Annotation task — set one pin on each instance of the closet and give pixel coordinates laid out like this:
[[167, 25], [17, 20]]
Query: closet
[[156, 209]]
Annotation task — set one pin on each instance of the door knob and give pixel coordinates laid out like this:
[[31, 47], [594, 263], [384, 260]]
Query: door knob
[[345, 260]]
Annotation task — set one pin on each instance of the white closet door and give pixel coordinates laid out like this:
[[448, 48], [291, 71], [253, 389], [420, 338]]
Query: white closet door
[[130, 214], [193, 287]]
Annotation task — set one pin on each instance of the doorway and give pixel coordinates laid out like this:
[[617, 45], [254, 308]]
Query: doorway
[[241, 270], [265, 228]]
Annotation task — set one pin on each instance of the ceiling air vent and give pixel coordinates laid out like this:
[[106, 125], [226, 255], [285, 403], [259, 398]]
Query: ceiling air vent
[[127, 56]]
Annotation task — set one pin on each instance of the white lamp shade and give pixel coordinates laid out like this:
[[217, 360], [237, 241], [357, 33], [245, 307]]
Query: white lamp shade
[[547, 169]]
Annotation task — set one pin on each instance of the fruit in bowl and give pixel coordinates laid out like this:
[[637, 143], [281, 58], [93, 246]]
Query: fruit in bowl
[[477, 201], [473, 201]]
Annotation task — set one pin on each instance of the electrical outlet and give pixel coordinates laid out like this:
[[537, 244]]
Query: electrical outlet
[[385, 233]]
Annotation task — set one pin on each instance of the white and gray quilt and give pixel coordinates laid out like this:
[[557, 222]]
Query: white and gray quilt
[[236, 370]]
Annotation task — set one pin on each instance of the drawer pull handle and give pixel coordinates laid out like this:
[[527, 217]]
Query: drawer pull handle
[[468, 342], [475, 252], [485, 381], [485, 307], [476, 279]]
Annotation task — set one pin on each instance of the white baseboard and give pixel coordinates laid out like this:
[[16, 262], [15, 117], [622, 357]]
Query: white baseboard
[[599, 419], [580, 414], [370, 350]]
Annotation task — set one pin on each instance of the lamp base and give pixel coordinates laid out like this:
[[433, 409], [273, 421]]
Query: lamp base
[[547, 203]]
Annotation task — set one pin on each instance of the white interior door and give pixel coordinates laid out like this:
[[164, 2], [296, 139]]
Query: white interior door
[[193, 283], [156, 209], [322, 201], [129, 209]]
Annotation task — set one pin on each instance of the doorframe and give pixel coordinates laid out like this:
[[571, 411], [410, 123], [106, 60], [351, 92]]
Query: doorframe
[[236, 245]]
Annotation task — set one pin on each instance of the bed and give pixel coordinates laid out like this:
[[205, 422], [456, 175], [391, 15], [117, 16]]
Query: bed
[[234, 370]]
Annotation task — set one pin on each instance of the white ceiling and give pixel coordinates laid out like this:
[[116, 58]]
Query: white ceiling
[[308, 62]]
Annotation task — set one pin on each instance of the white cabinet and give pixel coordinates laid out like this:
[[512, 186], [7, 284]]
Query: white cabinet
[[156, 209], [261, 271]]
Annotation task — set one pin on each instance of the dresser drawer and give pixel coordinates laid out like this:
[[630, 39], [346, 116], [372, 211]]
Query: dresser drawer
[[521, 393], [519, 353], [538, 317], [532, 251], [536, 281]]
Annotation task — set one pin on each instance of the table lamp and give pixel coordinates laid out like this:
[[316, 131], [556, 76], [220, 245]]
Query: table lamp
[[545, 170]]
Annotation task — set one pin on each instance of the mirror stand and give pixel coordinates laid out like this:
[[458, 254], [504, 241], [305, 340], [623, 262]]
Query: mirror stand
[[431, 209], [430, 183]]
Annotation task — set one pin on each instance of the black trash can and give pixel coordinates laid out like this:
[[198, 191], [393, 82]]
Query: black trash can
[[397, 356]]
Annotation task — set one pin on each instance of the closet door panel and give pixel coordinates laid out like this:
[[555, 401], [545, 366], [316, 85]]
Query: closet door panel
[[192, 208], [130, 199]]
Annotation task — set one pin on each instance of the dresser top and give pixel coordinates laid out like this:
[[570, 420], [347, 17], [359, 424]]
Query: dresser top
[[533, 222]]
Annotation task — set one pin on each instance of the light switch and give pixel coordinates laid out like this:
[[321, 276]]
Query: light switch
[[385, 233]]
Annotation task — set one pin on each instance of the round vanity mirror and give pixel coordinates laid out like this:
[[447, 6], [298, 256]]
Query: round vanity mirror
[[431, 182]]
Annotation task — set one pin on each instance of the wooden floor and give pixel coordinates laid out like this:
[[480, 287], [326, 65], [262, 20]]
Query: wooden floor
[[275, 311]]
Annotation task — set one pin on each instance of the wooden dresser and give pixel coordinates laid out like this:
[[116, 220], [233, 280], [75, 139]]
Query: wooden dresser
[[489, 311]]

-=-=-=-=-

**Instructions to follow:** Transcribe all of the material exactly as it was written.

**Response to the task:**
Annotation task — set one pin on each instance of the closet and give pixel coordinates laid out like this:
[[167, 25], [17, 20]]
Query: closet
[[156, 209]]
Annotation task — set one pin on each instance of the door knob and give pixel coordinates laid out like this:
[[31, 47], [594, 263], [384, 260]]
Query: door knob
[[345, 260]]
Annotation task — set one pin on each instance of the white closet door and give pixel coordinates laid out like this:
[[448, 48], [291, 71], [253, 389], [420, 338]]
Query: white closet door
[[130, 214], [193, 287]]
Annotation task — set one pin on each instance of the doorway and give pixel coordinates laid out like this:
[[617, 45], [254, 308]]
Query: doorway
[[241, 270], [265, 228]]
Annotation task — set one pin on each instance of the ceiling air vent and give pixel coordinates laid out like this:
[[106, 125], [226, 255], [285, 403], [259, 398]]
Query: ceiling air vent
[[127, 56]]
Annotation task — set one pin on each instance of the white lamp shade and give pixel coordinates laid out like this:
[[217, 360], [237, 241], [357, 33], [245, 307]]
Query: white lamp shade
[[547, 169]]
Annotation task — set one pin on each instance of the fruit in bowl and give pixel coordinates laid out like this:
[[637, 143], [281, 58], [93, 246]]
Query: fruit in bowl
[[477, 201], [473, 201]]
Annotation task — set one pin on each instance of the electrical outlet and give pixel coordinates laid out like this:
[[537, 244]]
Query: electrical outlet
[[385, 233]]
Annotation task — set one pin on each instance of the white and gray quilt and give pixel coordinates laid out like this:
[[557, 222]]
Query: white and gray quilt
[[236, 370]]
Annotation task — set one pin on each instance of the drawer pull handle and give pixel coordinates laid out like this:
[[527, 217]]
Query: drawer pull handle
[[468, 342], [475, 252], [485, 381], [485, 307], [476, 279]]
Annotation task — set one pin on each instance of the white baseboard and give pixel coordinates laid out like this:
[[16, 262], [15, 117], [622, 357]]
Query: white baseboard
[[599, 419], [580, 414], [370, 350]]
Annotation task — set one pin on each instance of the lamp base and give pixel coordinates laid out like this:
[[433, 409], [273, 421]]
Query: lamp base
[[547, 203]]
Annotation task — set one pin on each instance of the white interior door and give pixel coordinates laid out like this:
[[164, 2], [296, 139]]
Query: white interior door
[[193, 283], [156, 209], [322, 201], [129, 209]]
Annotation task — set one pin on each instance of the doorframe and give pixel coordinates laid out like this:
[[571, 411], [410, 123], [106, 60], [351, 92]]
Query: doorframe
[[236, 245]]
Annotation task — set one pin on each instance of the bed and give pixel coordinates laid out like this:
[[205, 422], [456, 175], [391, 15], [117, 16]]
Query: bed
[[234, 370]]
Annotation task — set one pin on each instance of the white ceiling and give pixel coordinates laid out like this:
[[116, 58]]
Query: white ceiling
[[308, 62]]
Annotation task — set one pin on each instance of the white cabinet and give pixel coordinates laid out like this:
[[512, 186], [7, 284]]
Query: white cabinet
[[156, 209], [261, 271]]
Annotation task — set one pin on each instance of the dresser drawer and give pixel coordinates laid out like this:
[[630, 39], [346, 116], [372, 211]]
Query: dresser drawer
[[521, 393], [519, 353], [538, 317], [532, 251], [536, 281]]
Annotation task — set one pin on each instance of the table lamp and give pixel coordinates laid out like this:
[[316, 131], [556, 76], [220, 245]]
Query: table lamp
[[545, 170]]
Annotation task — set one pin on each instance of the mirror stand and give pixel coordinates laid out like this:
[[458, 254], [504, 241], [305, 340], [623, 262]]
Query: mirror stand
[[431, 209], [430, 183]]
Annotation task — set one pin on each instance of the black trash can and give pixel coordinates laid out like this:
[[198, 191], [393, 82]]
Query: black trash can
[[397, 356]]
Annotation task — set one pin on each instance of the closet door panel and give pixel coordinates laid out like this:
[[555, 401], [545, 366], [316, 85]]
Query: closet door panel
[[192, 208], [130, 199]]
Annotation task — set one pin on each instance of the dresser top and give pixel coordinates laid out like this:
[[570, 420], [347, 17], [359, 424]]
Query: dresser top
[[533, 222]]
Annotation task — set one pin on each instance of the light switch and give pixel coordinates laid out like this:
[[321, 276]]
Query: light switch
[[385, 233]]
Annotation task — set one pin on each instance of the round vanity mirror and give pixel coordinates laid out like this:
[[447, 6], [298, 256]]
Query: round vanity mirror
[[431, 182]]
Annotation task — set one pin on each instance of the wooden floor and give pixel coordinates laid out like this:
[[480, 287], [326, 65], [262, 20]]
Query: wooden floor
[[275, 311]]
Annotation task — set one pin on each instance of the wooden dresser and give pixel coordinates laid out like this:
[[116, 220], [233, 280], [75, 139]]
Query: wooden dresser
[[489, 311]]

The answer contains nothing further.